Natural language region descriptions:

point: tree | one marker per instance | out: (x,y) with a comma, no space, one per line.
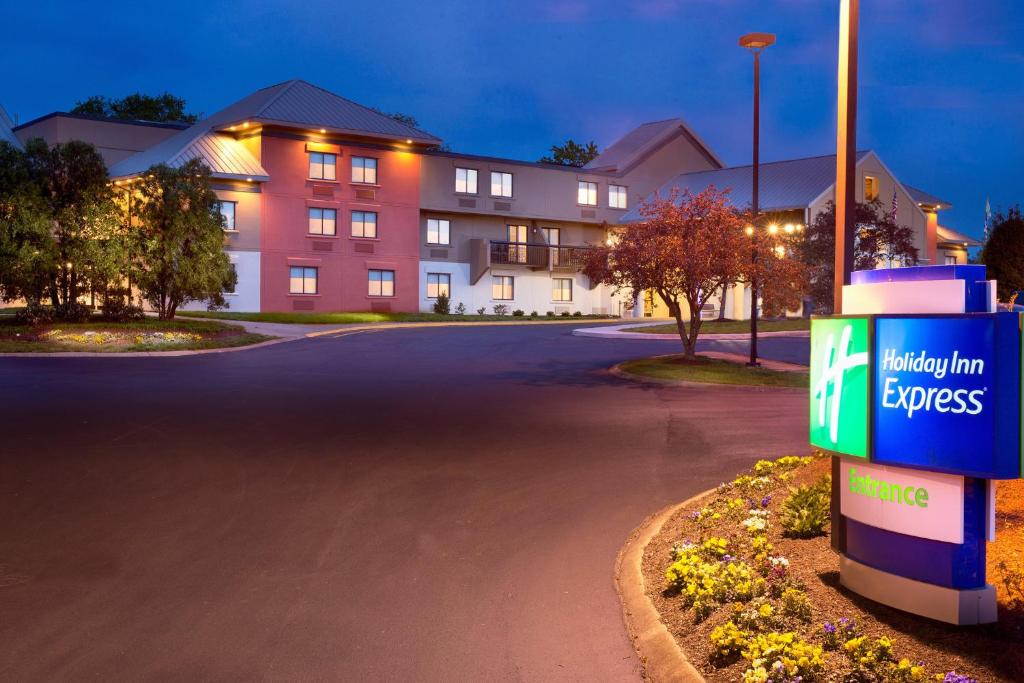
(880,241)
(571,154)
(81,252)
(177,241)
(137,107)
(1004,253)
(685,249)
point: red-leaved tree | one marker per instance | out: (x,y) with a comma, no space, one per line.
(686,248)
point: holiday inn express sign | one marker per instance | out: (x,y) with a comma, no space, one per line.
(922,412)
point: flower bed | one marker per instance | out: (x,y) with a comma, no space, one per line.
(748,584)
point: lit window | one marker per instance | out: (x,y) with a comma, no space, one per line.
(438,231)
(465,180)
(437,284)
(227,211)
(303,281)
(616,197)
(364,223)
(587,194)
(323,221)
(503,288)
(501,183)
(365,170)
(561,289)
(323,166)
(382,283)
(870,188)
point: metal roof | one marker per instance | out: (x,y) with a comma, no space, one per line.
(921,197)
(794,183)
(290,103)
(636,144)
(6,133)
(948,235)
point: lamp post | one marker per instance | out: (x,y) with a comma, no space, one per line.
(756,42)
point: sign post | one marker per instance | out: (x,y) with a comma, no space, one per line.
(915,391)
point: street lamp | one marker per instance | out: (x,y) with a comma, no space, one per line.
(756,42)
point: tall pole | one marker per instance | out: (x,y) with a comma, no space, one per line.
(846,147)
(754,201)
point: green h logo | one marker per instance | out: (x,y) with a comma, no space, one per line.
(839,385)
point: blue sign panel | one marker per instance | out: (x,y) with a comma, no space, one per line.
(946,393)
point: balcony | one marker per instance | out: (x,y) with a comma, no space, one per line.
(485,254)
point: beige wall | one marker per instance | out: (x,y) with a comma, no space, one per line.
(114,140)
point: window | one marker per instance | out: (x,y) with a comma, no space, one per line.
(501,183)
(438,231)
(503,288)
(303,281)
(227,211)
(382,283)
(364,223)
(465,180)
(437,284)
(323,166)
(323,221)
(616,197)
(870,188)
(365,170)
(587,194)
(561,289)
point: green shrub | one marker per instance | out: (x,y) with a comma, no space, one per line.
(807,510)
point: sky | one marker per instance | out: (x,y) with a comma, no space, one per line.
(941,81)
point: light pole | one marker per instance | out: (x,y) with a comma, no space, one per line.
(756,42)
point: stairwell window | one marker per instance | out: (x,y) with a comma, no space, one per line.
(437,284)
(465,180)
(587,194)
(323,166)
(503,288)
(302,280)
(501,183)
(438,231)
(365,224)
(323,221)
(561,289)
(616,197)
(382,283)
(365,170)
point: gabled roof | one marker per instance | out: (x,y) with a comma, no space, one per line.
(293,103)
(794,183)
(923,198)
(630,150)
(948,235)
(6,134)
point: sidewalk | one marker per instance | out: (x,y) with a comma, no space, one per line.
(623,332)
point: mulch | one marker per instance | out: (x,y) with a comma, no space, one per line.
(990,652)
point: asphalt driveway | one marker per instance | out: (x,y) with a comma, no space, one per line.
(429,505)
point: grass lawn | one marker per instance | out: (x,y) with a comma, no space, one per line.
(342,317)
(712,371)
(733,327)
(147,335)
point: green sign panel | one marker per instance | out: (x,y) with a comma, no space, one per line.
(839,385)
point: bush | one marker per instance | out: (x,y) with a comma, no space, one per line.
(807,510)
(34,313)
(73,311)
(118,308)
(441,304)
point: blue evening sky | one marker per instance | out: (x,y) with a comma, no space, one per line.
(941,88)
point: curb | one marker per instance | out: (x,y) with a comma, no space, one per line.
(660,657)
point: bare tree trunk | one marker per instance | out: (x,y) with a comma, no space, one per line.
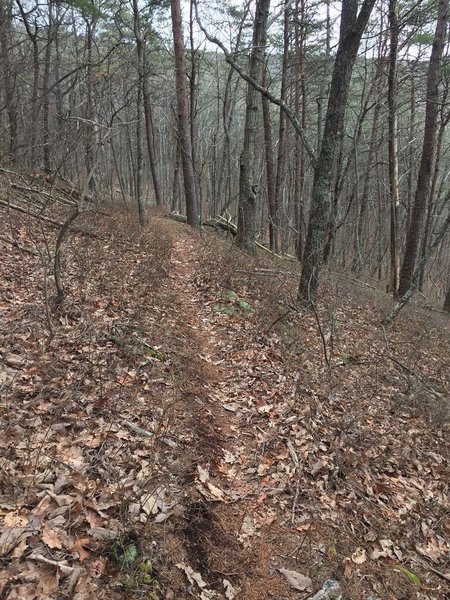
(183,129)
(446,305)
(300,108)
(414,283)
(89,114)
(33,37)
(248,181)
(352,28)
(149,130)
(270,171)
(46,91)
(434,183)
(9,77)
(143,220)
(393,146)
(414,233)
(282,151)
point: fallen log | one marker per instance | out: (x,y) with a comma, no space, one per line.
(48,220)
(228,226)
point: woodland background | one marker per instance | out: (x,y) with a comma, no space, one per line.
(88,93)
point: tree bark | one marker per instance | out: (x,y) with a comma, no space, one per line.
(393,146)
(183,128)
(9,77)
(352,28)
(248,180)
(414,233)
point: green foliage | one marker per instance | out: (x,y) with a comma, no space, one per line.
(124,555)
(225,310)
(413,578)
(235,302)
(423,38)
(86,7)
(228,294)
(245,306)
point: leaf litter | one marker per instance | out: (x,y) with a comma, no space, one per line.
(234,457)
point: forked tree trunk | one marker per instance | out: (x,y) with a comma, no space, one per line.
(183,128)
(248,179)
(352,28)
(414,233)
(270,171)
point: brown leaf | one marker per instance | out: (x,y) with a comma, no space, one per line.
(359,556)
(297,581)
(11,537)
(78,547)
(51,537)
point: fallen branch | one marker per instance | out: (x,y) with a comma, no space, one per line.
(30,214)
(48,220)
(17,245)
(23,188)
(417,273)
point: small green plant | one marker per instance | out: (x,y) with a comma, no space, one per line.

▸ What you have to do: Could the entries above be printed again exactly, apart from the pictures?

▸ Output below:
point: tree | one marker per instance | out: (x,y) with a comma, no space, one per line.
(880,241)
(571,154)
(81,252)
(177,241)
(137,107)
(1004,253)
(685,249)
point: red-leaved tree | one marker per instance | out: (x,y) with a comma, no space, one per line.
(686,248)
point: holiday inn express sign | one marker per instance | out: (x,y) with a comma, no space, one per line.
(922,412)
point: flower bed | one marker per instance | out: (x,y) with a comma, no space, one per line.
(748,584)
point: lit window | one marker per instance | out: (x,y) with a comma, no space, one per line.
(438,231)
(465,180)
(437,284)
(227,211)
(303,281)
(616,197)
(364,223)
(587,194)
(323,221)
(503,288)
(501,183)
(365,170)
(561,289)
(323,166)
(382,283)
(870,188)
point: metal roof | one marker per instance | out: (x,y) with a comma, no space, one per line.
(921,197)
(794,183)
(290,103)
(636,144)
(6,133)
(948,235)
point: lamp post | one marker per instance | out: (x,y) with a comma, no space, one per line.
(756,42)
point: sign post | one marker per instance | out: (x,y) with a comma, no space, one per line.
(915,391)
point: street lamp | one marker per instance | out: (x,y) with a comma, no space, one per line.
(756,42)
point: tall pole | one marker per instance | out: (x,y) with a comma, no space, one per line.
(846,147)
(754,201)
point: green h logo | one marker per instance | out: (x,y) with a comma, no space, one per line.
(839,385)
point: blue sign panel | one marker per instance | out: (x,y) with a comma, no space, one per line.
(946,393)
point: balcony | one marker per instance | out: (x,y) with a comma, no space, one per line.
(485,254)
point: beige wall | one marker per instance | out: (x,y) with a comma, no space, one per line.
(114,140)
point: window | one marker per instance | out: (x,y) with a comma, no space, one per line.
(501,183)
(438,231)
(503,288)
(303,281)
(227,211)
(382,283)
(364,223)
(465,180)
(437,284)
(323,166)
(323,221)
(616,197)
(870,188)
(365,170)
(587,194)
(561,289)
point: green shrub | one marker per instance | out: (x,y) with a comma, no space, one per line.
(807,510)
point: sky | one marker per instance | out: (x,y) with a comma, no space, one per line.
(941,81)
point: light pole | one marker per instance | out: (x,y) with a comma, no space, one per line.
(756,42)
point: stairwell window | one marker per instance | out: (x,y) with a comma, no space, one per line.
(437,284)
(465,180)
(587,194)
(323,166)
(503,288)
(302,280)
(501,183)
(438,231)
(365,224)
(323,221)
(561,289)
(616,197)
(382,283)
(365,170)
point: gabled roof | one marker per instance | out: (x,y) with a comma, no space, one per line.
(293,103)
(794,183)
(923,198)
(630,150)
(948,235)
(6,134)
point: sidewalk | one marker per instance | out: (x,y) with a comma, no space, one per line.
(623,332)
point: mulch | one marker per instance | out: (x,y) with a comma, no space, one per line.
(990,652)
point: asphalt driveway | one marker per instance | out: (x,y) with a comma, no space, one per line.
(429,505)
point: grass lawn | one marker per instance | out: (x,y) with a comma, no space, one per line.
(342,317)
(712,371)
(733,327)
(147,335)
point: green sign panel | one marker per instance | out: (x,y) with a comma, no space, one per line.
(839,385)
point: bush | one marker per instance | out: (x,y) with a comma, no space, one per line.
(807,510)
(34,313)
(73,311)
(118,308)
(441,304)
point: blue evening sky | one marker per instance | out: (x,y) with a comma, no space, one per line.
(941,88)
point: curb | one marker per instance | out: (x,y) with a comma, no space, one per line.
(660,657)
point: bare tree trunk | one marker per instance | out: (x,y) with a comma, no space, one per line.
(183,129)
(446,305)
(300,108)
(414,283)
(89,114)
(33,37)
(248,181)
(352,28)
(149,130)
(270,171)
(46,91)
(434,183)
(9,77)
(143,220)
(393,146)
(414,233)
(282,151)
point: fallen log | one marker per instance | out: (x,y) with a comma, no space, one per line.
(48,220)
(228,226)
point: woodland background | one marker per instance | out: (x,y) with a comma, no space, one per line.
(88,93)
point: tree bark | one marker per instance | out: (x,y) with a comma, no space, one per line.
(393,146)
(183,128)
(9,77)
(352,28)
(248,180)
(414,233)
point: green foliage | one marker per instance | out: (x,y) with a comma, no space, one per line.
(124,555)
(225,310)
(413,578)
(235,302)
(423,38)
(86,7)
(228,294)
(245,306)
point: leaf litter | one marker per instance | out: (x,y) with a comma, no space, one per line.
(234,457)
point: forked tree trunk | one marker per instance | out: (x,y) with a comma, no space, one per line.
(183,128)
(248,179)
(352,28)
(414,233)
(270,171)
point: brown leaf | one marker per instance | out: (x,y) with a comma, no space, one per line.
(359,556)
(297,581)
(11,537)
(78,547)
(51,537)
point: fallen branch | one marker per instance | out: (x,y) with a comma, no space, one per line.
(30,214)
(48,220)
(17,245)
(23,188)
(417,273)
point: small green plant | one marker per instance | out: (x,y) with a comma, no space, one per line.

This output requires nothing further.